# HOW TO COMPLETE THIS TASK
Working from the records below, repeat exactly the lines starting at the line that contains "Query: white dress shirt collar" and ending at the line that contains "Mark the dark", inclusive.
......
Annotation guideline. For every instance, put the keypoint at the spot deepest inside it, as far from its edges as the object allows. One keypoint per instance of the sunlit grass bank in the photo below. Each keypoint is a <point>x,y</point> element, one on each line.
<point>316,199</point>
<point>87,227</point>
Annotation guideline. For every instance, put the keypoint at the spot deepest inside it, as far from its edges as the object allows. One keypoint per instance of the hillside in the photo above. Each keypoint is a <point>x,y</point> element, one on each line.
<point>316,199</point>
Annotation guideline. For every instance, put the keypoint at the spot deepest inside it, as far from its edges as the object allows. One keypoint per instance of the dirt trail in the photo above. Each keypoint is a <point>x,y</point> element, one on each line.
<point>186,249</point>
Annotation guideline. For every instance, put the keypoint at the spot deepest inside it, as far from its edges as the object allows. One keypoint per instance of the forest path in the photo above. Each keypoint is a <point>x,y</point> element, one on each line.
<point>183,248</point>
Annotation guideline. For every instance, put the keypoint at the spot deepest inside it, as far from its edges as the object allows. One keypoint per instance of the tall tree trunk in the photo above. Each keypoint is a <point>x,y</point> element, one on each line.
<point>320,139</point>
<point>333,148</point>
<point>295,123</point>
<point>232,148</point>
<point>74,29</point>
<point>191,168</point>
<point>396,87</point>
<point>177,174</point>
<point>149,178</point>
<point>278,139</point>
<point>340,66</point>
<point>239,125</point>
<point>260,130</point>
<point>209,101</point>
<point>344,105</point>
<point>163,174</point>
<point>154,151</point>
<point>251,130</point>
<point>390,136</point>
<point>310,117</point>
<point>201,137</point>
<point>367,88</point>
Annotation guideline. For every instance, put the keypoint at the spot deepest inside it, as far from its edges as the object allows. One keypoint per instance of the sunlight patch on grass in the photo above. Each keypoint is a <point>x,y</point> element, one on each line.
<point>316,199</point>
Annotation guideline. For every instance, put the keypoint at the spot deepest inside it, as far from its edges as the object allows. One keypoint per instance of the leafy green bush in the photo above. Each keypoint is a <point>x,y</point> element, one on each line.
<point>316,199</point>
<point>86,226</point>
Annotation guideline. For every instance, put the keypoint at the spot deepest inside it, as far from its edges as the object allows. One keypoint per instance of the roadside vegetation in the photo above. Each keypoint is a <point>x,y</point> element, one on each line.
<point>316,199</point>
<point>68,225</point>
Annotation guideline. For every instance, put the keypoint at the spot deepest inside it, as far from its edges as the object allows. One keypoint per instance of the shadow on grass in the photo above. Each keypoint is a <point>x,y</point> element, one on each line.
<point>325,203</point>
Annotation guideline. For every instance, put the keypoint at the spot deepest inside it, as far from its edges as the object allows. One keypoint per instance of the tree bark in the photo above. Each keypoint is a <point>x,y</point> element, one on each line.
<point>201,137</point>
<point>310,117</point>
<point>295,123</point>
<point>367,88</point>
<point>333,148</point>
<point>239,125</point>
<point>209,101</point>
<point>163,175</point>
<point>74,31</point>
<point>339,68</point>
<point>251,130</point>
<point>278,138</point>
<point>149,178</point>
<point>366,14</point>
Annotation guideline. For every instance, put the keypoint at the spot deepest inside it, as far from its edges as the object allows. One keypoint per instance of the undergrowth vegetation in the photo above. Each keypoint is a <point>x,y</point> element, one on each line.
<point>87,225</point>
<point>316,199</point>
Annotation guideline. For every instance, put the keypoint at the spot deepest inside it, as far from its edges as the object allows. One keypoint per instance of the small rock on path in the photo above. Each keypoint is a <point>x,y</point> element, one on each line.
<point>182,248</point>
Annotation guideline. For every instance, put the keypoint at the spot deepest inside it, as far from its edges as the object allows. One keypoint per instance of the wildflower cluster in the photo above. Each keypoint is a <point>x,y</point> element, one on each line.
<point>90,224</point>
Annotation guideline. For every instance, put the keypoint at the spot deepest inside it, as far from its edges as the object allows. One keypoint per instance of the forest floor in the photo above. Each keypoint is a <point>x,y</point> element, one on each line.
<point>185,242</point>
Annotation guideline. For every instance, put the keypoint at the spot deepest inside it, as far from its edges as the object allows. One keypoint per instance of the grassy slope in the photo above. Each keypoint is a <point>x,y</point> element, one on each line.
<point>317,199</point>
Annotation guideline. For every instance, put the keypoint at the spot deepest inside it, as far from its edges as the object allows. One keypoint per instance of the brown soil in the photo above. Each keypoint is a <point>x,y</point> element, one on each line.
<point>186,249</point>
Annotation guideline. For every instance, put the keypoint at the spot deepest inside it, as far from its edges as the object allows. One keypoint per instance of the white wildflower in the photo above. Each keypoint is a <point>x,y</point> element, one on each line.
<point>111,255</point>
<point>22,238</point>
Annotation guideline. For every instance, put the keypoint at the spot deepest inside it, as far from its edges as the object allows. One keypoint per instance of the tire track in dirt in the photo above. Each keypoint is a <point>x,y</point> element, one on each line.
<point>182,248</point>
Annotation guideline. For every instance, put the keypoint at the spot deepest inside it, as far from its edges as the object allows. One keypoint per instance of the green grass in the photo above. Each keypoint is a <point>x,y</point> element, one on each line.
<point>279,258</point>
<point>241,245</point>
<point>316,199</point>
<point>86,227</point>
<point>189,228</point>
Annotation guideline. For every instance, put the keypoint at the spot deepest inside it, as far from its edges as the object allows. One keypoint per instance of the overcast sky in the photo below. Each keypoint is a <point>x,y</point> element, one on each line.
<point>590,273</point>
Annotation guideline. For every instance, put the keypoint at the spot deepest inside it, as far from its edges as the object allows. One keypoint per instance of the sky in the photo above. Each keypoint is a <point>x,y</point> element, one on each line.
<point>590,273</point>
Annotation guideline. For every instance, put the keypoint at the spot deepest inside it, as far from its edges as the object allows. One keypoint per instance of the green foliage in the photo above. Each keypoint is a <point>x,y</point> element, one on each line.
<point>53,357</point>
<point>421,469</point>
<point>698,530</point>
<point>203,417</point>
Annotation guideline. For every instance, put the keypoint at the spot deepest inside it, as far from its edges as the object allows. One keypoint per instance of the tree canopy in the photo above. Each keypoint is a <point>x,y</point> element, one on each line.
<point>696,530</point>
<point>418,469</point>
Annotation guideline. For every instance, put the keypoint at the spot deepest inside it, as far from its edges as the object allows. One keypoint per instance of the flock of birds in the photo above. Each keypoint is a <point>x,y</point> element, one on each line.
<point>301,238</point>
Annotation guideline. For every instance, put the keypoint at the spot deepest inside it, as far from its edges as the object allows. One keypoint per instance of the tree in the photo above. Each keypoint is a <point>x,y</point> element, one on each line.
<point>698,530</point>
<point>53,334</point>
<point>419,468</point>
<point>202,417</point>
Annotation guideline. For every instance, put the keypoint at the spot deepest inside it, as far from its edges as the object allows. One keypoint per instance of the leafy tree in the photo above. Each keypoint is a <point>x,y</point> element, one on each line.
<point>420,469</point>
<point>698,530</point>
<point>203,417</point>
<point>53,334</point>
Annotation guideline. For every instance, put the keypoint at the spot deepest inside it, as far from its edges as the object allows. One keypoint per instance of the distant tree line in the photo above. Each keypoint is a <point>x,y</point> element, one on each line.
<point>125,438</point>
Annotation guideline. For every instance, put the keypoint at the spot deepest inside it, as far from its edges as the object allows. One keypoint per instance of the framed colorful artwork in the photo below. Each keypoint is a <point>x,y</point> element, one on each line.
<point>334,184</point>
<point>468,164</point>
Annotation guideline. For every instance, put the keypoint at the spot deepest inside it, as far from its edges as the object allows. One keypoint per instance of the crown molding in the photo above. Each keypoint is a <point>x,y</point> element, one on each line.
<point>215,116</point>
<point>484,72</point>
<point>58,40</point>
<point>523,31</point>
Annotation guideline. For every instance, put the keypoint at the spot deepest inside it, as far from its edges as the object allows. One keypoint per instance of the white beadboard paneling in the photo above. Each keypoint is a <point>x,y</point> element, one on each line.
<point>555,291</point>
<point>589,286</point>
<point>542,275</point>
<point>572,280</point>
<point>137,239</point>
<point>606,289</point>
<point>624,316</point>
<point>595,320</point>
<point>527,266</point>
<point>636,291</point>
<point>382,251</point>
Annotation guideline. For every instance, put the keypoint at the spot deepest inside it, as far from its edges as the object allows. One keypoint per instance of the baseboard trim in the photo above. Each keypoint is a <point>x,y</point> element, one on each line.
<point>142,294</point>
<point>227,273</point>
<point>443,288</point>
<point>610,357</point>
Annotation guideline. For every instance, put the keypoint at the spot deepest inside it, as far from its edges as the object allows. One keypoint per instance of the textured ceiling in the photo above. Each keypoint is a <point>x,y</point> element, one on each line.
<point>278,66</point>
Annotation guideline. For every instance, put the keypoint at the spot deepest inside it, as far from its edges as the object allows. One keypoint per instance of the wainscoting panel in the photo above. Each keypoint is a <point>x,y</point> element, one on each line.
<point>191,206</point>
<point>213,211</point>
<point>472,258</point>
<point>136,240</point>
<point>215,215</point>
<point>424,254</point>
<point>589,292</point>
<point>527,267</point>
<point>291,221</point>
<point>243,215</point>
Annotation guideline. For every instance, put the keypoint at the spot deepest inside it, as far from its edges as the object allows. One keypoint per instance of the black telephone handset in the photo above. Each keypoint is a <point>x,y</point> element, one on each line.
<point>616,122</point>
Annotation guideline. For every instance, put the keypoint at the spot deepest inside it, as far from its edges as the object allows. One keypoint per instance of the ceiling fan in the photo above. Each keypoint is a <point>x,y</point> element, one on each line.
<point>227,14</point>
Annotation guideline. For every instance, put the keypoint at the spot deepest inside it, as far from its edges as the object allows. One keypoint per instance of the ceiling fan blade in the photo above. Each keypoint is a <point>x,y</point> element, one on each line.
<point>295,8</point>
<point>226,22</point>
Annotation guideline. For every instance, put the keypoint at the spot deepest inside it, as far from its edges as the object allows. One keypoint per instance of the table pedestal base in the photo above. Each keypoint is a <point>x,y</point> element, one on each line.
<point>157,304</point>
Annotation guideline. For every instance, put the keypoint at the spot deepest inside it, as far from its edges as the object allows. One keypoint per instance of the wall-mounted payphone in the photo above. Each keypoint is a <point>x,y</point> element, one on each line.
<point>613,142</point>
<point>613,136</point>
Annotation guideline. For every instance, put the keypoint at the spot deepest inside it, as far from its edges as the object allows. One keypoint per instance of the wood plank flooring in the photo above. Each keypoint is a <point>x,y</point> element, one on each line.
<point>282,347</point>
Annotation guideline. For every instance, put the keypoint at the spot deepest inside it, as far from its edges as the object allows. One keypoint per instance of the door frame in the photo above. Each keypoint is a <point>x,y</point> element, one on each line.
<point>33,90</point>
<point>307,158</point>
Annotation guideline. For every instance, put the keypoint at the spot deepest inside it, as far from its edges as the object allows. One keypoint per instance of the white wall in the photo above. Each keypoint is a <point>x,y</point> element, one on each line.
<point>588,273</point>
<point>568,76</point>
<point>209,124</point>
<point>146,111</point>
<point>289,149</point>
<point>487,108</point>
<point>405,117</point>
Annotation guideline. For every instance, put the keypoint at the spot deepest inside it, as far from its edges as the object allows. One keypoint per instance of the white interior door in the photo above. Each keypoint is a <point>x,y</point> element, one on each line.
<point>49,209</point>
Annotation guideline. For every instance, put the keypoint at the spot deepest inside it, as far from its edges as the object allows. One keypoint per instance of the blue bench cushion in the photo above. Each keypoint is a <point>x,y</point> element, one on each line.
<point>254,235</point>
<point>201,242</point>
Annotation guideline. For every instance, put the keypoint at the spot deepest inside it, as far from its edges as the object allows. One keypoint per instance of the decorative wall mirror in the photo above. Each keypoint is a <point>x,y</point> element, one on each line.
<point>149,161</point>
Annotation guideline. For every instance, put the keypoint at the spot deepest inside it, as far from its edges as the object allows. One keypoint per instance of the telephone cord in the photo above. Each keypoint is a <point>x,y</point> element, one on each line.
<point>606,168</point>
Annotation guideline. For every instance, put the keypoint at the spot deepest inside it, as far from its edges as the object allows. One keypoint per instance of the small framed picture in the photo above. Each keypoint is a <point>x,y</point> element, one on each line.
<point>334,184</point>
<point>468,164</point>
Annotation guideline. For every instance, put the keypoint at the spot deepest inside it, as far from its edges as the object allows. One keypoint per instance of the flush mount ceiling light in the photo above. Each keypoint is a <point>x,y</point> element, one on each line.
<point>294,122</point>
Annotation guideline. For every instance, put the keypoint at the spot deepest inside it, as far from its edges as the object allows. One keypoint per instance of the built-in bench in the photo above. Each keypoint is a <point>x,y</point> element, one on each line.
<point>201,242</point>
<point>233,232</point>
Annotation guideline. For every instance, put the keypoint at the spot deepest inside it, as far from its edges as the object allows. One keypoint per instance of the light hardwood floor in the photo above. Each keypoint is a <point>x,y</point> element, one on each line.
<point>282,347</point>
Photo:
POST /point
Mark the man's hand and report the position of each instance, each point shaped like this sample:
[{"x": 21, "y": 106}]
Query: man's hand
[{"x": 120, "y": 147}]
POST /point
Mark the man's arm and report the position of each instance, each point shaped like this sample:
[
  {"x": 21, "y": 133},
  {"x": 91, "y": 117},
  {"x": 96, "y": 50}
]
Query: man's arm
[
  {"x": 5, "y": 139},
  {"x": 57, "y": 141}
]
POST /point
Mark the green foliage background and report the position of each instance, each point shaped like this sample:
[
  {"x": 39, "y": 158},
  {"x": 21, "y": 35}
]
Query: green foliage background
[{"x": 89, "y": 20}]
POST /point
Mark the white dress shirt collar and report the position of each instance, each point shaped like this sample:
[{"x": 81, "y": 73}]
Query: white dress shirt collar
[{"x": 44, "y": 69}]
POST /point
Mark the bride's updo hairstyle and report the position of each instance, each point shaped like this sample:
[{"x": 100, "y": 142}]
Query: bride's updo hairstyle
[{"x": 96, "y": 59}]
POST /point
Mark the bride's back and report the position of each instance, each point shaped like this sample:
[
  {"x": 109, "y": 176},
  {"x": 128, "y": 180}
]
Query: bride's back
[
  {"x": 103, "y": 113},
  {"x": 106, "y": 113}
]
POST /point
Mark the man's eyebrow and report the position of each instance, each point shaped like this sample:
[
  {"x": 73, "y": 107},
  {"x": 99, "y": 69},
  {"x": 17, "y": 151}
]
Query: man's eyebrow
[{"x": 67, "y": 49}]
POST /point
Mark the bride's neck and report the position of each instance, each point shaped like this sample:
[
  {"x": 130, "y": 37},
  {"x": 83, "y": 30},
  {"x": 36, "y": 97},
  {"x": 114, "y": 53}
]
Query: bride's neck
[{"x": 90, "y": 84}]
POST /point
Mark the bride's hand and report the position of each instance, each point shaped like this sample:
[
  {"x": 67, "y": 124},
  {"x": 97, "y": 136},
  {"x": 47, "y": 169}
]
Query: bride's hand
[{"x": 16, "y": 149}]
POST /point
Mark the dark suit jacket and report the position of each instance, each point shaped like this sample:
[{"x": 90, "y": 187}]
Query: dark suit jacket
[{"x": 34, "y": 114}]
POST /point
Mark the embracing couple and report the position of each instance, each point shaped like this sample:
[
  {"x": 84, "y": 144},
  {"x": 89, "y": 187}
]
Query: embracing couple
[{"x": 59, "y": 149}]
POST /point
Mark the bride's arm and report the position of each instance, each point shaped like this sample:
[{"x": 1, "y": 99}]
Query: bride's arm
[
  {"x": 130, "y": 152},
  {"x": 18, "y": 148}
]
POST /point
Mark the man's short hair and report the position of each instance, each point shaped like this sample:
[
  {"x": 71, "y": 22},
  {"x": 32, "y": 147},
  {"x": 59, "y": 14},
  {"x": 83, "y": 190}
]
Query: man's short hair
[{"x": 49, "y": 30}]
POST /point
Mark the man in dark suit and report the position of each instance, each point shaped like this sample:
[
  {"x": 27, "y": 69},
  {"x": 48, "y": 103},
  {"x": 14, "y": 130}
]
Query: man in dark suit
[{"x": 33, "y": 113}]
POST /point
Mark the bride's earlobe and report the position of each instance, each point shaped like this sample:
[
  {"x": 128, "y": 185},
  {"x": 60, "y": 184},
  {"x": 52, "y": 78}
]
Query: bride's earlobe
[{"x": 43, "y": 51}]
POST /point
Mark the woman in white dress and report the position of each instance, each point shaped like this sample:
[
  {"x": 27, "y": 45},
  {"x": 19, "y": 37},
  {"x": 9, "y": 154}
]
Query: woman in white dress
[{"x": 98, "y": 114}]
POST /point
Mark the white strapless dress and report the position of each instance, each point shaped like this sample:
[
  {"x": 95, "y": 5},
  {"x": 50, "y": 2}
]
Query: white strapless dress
......
# FINAL ANSWER
Query: white dress shirt collar
[{"x": 44, "y": 69}]
POST /point
Mark the bride's updo hairstyle and report the position of each instance, each point shaped like this sample:
[{"x": 100, "y": 142}]
Query: bride's updo hairstyle
[{"x": 96, "y": 59}]
POST /point
Mark the bride's back and report the position of each instance, each point shaped like this sample:
[
  {"x": 109, "y": 176},
  {"x": 128, "y": 180}
]
Query: bride's back
[
  {"x": 103, "y": 113},
  {"x": 106, "y": 113}
]
POST /point
Mark the man's eyebrow and report the position of each instance, each point shaped like this sample:
[
  {"x": 73, "y": 107},
  {"x": 99, "y": 69},
  {"x": 17, "y": 151}
]
Query: man's eyebrow
[{"x": 67, "y": 49}]
POST /point
Mark the bride's neck and report the position of each instance, each point shaped like this sample:
[
  {"x": 130, "y": 37},
  {"x": 83, "y": 30},
  {"x": 36, "y": 97},
  {"x": 114, "y": 53}
]
Query: bride's neck
[{"x": 90, "y": 84}]
POST /point
Mark the bride's hand and report the position of each instance, each point shaped like this sample:
[
  {"x": 67, "y": 124},
  {"x": 97, "y": 136},
  {"x": 47, "y": 169}
]
Query: bride's hand
[{"x": 16, "y": 149}]
POST /point
Mark the dark suit jacket and report the position of each instance, each point shaped like this sample:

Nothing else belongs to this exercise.